| Passage for review |
»»

Precision is increasingly important when it comes to spray timings for septoria control.
Greater attention to spray timings keeping in mind the limitations of fungicide groups in terms of curative action will help growers get the most from chemistry as well as managing development of resistant septoria strains.
Adama technical specialist Andy Bailey says when it comes to spraying, precision is important. “People often blame resistance when sprays are not working but when you ask about application timing and spray intervals, they are applying as they always have done, assuming they can get themselves out of a hole, but this is not the situation anymore.”
While septoria resistance to SDHIs has so far not been confirmed in the field and is mainly associated with trial sites where, for example, SDHIs are used without azoles or multi-sites, guarding against it is important, says Mr Bailey.
“Resistance to SDHIs is currently evident as insensitive septoria strains within populations rather than reduced product performance in the field. Warning signs are clear from monitoring data but we are not there yet and performance of SHDI products in the field remains robust.
“Because of what [AIs] we are losing and also likely restrictions on existing fungicides such as chlorothalonil going forward, control is very much about doing things in a precise manner – targeting to apply appropriate products at the proper timing and keeping ahead of the disease.”
Integrated control is also vital going forward, he adds.
“Fungicides are just one part of it. Now there are some much better resistant varieties available. Delaying drilling can be difficult but it does have quite an impact on how much septoria builds up over winter. Disease forecasting is also likely to have a role going forward.”
For growers choosing varieties with low resistance to septoria, getting ahead of the disease is particularly important, says Mr Bailey.
“I would want to be ahead of the disease and not get into a curative situation.
“Adama’s multi-site, folpet, keeps you in a preventative situation so you don’t get into a curative situation and for this the use of multisites is valued and well established.”
While there is much debate over spray timings, Mr Bailey advocates a ‘leaf layering’ approach. If crops are not sprayed at T0, which protects leaf 4, the T1 timing must be spot on, he says.
“Applying a T0 provides insurance against septoria if the T1 is delayed due to poor weather conditions.”
If the interval between the T1 and T2 timings extends to more than three weeks, there is a strong argument for a T1.5 timing, says Mr Bailey.
“This season crops were quite advanced, with the T1 timing early, then things slowed down. With some crops there was a gap of four weeks plus between T1 and T2 – the perfect scenario for a T1.5.
“T1.5 should be timed when leaf 2 comes out. It doesn’t need to be a huge, powerful spray but based around a multisite to protect that leaf until you can go in with T2 maybe seven to 10 days later. It gives protection and peace of mind. It may in future become a little more routine than at the moment.

««

| Material shown |
»»

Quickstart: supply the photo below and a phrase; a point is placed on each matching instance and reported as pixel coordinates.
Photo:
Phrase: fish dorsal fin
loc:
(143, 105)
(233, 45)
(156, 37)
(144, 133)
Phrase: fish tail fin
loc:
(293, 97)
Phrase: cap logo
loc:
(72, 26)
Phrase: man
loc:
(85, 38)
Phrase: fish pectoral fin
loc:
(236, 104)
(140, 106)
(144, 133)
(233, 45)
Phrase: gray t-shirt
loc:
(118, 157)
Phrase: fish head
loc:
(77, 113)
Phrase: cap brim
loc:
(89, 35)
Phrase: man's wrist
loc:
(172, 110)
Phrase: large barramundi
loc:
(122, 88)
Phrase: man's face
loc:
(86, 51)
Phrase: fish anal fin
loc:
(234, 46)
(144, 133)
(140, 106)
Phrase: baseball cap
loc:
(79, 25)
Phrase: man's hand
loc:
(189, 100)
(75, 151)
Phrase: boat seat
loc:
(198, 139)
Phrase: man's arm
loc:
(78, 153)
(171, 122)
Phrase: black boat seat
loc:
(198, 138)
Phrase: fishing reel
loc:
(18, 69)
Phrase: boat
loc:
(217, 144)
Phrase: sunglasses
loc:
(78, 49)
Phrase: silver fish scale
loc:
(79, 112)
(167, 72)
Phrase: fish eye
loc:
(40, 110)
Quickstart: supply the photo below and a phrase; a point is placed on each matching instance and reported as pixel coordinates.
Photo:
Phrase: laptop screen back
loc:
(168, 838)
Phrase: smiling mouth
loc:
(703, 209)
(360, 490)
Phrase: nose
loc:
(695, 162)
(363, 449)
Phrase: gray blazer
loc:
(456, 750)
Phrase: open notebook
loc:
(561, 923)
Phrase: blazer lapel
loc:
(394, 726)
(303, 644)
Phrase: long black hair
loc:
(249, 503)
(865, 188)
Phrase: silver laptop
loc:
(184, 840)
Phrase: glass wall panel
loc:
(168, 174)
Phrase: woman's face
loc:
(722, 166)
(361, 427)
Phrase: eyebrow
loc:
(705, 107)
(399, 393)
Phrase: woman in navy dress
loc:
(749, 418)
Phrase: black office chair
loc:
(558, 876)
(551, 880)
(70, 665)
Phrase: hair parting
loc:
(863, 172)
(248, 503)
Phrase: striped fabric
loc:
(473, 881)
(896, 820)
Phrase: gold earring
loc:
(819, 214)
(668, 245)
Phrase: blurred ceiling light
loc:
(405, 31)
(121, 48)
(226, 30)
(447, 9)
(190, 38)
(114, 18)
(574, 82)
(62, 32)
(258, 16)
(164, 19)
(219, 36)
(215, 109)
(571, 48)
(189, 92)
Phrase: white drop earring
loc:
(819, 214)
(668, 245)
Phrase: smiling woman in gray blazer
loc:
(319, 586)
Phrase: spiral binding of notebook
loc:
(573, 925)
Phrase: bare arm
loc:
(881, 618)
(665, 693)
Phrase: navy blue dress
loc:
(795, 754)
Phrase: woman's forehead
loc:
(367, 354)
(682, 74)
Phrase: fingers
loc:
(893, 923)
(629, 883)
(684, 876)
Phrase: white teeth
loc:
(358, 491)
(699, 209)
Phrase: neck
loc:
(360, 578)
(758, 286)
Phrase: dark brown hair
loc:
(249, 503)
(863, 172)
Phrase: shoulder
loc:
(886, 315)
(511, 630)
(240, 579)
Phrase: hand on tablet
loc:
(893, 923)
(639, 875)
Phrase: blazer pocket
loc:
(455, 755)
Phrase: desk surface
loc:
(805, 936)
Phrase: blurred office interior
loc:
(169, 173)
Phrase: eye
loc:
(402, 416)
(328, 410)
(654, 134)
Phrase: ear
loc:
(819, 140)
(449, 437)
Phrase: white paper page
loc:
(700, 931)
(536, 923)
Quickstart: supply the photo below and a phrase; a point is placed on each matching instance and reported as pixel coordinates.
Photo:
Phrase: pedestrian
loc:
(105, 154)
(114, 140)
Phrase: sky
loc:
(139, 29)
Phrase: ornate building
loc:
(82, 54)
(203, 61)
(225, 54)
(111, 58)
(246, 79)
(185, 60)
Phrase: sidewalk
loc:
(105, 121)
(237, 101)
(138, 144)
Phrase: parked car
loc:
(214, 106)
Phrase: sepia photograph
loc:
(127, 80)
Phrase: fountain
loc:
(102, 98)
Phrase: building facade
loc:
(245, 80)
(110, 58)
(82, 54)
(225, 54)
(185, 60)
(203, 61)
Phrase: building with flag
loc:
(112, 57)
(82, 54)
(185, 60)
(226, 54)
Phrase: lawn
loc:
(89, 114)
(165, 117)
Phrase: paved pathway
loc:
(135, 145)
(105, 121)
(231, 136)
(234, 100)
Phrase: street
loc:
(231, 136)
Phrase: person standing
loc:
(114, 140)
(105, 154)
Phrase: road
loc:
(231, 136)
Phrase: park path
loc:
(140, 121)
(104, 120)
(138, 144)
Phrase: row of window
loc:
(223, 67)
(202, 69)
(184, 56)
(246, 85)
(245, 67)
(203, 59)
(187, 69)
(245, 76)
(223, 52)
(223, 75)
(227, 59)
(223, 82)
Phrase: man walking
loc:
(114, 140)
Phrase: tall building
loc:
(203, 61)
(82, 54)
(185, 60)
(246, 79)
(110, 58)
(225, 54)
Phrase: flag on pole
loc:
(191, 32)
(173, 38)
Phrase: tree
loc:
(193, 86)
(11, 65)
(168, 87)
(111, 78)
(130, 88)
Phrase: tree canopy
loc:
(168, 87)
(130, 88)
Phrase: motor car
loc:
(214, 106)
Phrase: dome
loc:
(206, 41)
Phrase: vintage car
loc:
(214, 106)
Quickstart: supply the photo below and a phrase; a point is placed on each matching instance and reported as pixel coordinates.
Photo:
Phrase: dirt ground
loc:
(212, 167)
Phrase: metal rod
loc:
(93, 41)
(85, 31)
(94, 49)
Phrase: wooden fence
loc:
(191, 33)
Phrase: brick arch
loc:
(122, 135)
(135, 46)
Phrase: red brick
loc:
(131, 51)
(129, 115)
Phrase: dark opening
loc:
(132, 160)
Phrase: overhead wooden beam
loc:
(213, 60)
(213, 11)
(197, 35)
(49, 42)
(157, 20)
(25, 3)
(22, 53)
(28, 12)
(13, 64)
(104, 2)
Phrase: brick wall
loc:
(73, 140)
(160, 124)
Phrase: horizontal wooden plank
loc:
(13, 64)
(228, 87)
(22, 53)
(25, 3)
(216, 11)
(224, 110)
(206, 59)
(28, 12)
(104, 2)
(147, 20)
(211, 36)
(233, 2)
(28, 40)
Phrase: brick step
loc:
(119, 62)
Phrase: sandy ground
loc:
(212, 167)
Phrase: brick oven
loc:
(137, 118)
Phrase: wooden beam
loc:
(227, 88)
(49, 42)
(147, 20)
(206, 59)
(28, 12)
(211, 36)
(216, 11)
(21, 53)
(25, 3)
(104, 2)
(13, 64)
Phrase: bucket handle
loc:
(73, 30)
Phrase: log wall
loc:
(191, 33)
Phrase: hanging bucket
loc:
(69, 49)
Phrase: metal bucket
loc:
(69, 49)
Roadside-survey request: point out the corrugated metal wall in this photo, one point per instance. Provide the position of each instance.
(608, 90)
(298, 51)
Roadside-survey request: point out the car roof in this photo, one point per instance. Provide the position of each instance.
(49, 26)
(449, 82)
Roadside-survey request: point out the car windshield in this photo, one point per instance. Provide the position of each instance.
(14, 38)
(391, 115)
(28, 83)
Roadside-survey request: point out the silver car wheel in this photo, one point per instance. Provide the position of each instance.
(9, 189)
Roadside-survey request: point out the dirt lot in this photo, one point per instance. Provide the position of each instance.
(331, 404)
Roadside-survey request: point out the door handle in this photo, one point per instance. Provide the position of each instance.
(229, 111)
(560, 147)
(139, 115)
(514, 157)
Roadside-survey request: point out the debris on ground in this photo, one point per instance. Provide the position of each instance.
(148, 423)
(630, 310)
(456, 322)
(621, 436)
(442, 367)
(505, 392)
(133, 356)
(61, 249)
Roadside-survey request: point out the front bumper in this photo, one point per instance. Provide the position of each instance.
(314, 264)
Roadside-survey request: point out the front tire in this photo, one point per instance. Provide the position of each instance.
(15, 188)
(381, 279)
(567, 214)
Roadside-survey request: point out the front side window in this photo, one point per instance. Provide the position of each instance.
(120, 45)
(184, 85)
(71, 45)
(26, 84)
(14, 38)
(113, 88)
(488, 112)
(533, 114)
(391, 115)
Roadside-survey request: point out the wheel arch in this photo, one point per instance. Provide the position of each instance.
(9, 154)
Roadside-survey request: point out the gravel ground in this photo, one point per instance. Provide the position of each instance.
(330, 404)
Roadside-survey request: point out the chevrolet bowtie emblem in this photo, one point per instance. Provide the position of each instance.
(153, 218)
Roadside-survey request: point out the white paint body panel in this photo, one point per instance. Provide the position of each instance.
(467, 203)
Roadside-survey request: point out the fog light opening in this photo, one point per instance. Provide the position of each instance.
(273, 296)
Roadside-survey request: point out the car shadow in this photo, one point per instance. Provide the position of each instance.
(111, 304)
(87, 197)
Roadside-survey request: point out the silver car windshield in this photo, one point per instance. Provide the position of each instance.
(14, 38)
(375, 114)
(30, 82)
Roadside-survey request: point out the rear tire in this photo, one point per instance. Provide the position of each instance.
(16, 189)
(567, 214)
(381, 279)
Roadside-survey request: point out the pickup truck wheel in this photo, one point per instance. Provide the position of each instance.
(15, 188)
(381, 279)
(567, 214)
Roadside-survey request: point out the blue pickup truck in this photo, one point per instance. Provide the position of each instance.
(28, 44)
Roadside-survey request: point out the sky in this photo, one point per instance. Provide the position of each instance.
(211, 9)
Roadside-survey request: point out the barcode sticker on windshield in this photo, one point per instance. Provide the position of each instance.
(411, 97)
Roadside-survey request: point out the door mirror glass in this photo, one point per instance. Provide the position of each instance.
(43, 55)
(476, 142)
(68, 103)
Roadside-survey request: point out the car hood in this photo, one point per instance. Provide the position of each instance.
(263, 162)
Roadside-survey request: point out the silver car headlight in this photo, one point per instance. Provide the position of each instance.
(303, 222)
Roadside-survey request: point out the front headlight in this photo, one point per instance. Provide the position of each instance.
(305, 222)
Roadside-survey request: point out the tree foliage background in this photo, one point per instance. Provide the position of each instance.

««

| What to work on |
[1] According to the septoria spray timing article, which leaf does a T0 spray protect?
[2] State whether each of the following statements agrees with the septoria spray timing article. Answer yes or no for each, and quote the deciding words of the article.
(a) Septoria resistance to SDHIs has been confirmed in the field.
(b) A T1.5 spray should be timed for when leaf 2 comes out.
(c) Delaying drilling has little effect on how much septoria builds up over winter.
[3] Reproduce the septoria spray timing article word for word, everything from "Precision is increasingly" down to "resistant septoria strains.".

| Task solutions |
[1] Leaf 4.

[2]
(a) No: "septoria resistance to SDHIs has so far not been confirmed in the field"
(b) Yes: "T1.5 should be timed when leaf 2 comes out."
(c) No: "it does have quite an impact on how much septoria builds up over winter"

[3]
Precision is increasingly important when it comes to spray timings for septoria control.
Greater attention to spray timings keeping in mind the limitations of fungicide groups in terms of curative action will help growers get the most from chemistry as well as managing development of resistant septoria strains.